AIM:
Write the next part of the court judgment excerpt on Ms N's marriage to Mr K, beginning after its final paragraph.

PASSAGE SHOWN:
════
2.2 The Marriage Certificate provides names of the mother and father of Mr K and Ms N respectively, together with names of two witnesses and that of the Marriage Officer. The registration number is 1046471 and the date of registration 20 October 2008. The Marriage Certificate is duly stamped and signed by the Registrar General of Births, Deaths and Marriages.


2.3 (b) Evidence of Ms N: Ms N explained to the Court the way in which the marriage between her and Mr K came about:


It was my family, my elders. They told me to get married to him. I didn’t want to get married to him yet.


2.4 She said that Mr K is ‘related to one of my cousins’:


I didn’t know him. I got to meet him through family members. We met at a cousin’s place and he was visiting there. I have no parents and live with my brother and sister-in-law. They did know him. They arranged the engagement and civil wedding. My cousin arranged for him [Mr K] to come to my brother’s place. He [my cousin] made arrangements with my brother for him [Mr K] to come and visit with my brother and sister-in-law.


2.5 Ms N said that when Mr K came to her home, she and he ‘had a chat’. His family came to visit also at that time. Then:


After a month, we got our engagement [meaning the civil marriage].


2.6 Ms N said that prior to the civil marriage, she did:


... not have much time to talk to him. He came two or three times to our place and our families were there.


2.7 As for what she and Mr K spoke of, she said that they ‘talked to each other about ourselves, what we like and dislike’.


2.8 She said she first met Mr K ‘about July’ 2008 and the civil marriage took place on 23 August 2008 ‘at my brother’s place. There was a small gathering of my family, his [Mr K’s] family and there were no friends there just our families’.
════
EXTRACTED RECORDS:

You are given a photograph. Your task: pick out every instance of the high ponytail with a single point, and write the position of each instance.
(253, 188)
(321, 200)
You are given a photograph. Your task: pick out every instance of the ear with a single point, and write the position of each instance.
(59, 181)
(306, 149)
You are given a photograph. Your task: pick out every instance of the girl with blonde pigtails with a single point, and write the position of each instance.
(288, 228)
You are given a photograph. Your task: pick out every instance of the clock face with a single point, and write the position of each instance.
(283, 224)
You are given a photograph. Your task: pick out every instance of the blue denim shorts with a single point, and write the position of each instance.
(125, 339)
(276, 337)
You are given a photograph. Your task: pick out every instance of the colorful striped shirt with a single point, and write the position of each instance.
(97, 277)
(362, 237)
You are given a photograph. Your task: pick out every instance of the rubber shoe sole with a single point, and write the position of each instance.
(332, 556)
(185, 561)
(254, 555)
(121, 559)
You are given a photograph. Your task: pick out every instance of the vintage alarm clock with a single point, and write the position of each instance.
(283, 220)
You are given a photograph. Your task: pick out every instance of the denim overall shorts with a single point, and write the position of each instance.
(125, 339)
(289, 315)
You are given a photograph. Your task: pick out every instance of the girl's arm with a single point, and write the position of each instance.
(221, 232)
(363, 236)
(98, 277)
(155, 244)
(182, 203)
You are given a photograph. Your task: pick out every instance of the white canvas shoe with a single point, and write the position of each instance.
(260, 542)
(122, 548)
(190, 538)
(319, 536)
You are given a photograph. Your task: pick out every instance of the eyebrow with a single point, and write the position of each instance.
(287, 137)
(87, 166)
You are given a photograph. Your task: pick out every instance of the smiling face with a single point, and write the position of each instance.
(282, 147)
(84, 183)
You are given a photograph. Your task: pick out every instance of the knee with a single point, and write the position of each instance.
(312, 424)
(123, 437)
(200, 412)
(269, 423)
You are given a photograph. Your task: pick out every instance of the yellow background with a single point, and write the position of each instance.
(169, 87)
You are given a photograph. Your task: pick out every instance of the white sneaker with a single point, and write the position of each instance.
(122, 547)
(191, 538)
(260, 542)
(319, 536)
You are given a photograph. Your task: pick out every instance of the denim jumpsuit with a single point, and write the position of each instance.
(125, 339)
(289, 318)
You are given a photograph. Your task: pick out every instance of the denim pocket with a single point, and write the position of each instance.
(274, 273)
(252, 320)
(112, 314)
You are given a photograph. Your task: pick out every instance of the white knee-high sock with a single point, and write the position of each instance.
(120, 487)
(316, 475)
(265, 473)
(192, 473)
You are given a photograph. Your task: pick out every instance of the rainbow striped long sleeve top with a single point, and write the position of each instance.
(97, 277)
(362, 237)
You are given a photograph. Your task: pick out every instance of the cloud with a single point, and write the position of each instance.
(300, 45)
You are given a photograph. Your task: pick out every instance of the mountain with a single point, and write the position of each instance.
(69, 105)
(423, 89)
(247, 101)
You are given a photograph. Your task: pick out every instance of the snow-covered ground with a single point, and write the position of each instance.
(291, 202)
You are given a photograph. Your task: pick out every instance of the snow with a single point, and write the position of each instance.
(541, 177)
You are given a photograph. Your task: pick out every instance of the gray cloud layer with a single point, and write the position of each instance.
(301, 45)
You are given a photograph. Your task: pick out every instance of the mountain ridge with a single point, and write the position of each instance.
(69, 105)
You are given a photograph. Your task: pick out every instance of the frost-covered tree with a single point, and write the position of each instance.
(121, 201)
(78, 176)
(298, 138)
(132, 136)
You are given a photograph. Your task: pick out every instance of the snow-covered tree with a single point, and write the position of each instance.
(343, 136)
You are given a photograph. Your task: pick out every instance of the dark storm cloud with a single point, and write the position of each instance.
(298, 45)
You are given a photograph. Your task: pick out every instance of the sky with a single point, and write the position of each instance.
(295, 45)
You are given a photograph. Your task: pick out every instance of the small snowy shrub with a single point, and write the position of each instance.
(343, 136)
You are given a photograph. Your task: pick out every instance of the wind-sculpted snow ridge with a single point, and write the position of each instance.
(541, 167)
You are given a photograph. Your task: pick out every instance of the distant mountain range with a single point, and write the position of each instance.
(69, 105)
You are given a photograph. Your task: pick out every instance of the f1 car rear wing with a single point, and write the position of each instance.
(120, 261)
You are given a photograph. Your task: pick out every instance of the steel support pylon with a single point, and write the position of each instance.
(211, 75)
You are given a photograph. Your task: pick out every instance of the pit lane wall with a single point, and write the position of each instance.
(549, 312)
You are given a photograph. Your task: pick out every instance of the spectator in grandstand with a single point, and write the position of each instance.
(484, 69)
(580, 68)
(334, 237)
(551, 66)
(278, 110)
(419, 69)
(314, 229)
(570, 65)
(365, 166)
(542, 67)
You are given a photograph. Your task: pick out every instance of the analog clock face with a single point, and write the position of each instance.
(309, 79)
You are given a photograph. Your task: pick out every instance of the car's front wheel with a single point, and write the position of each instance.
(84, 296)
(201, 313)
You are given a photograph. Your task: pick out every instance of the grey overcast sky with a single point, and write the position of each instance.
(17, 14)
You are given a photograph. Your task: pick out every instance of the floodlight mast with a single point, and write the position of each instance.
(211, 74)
════
ANSWER TO THE EXERCISE:
2.9 Asked by the Court what happened after the civil marriage, she said she remained at her brother’s home and Mr K went to his home. Asked whether they lived together after the civil marriage, she said:


No. Our traditional ways mean that we cannot live together until the religious marriage.


2.10 Ms N said Mr K came to visit her home ‘once’ after the civil marriage and ‘we talked then he went back to his home’. She said they ‘talked on the phone’.


2.11 The application for nullity was made, she said, because ‘we can’t stay together because of our differences’. She said that they made no joint purchases and held no joint bank account. She did not say she was married to people as she was ‘not sure’ and there was no religious wedding.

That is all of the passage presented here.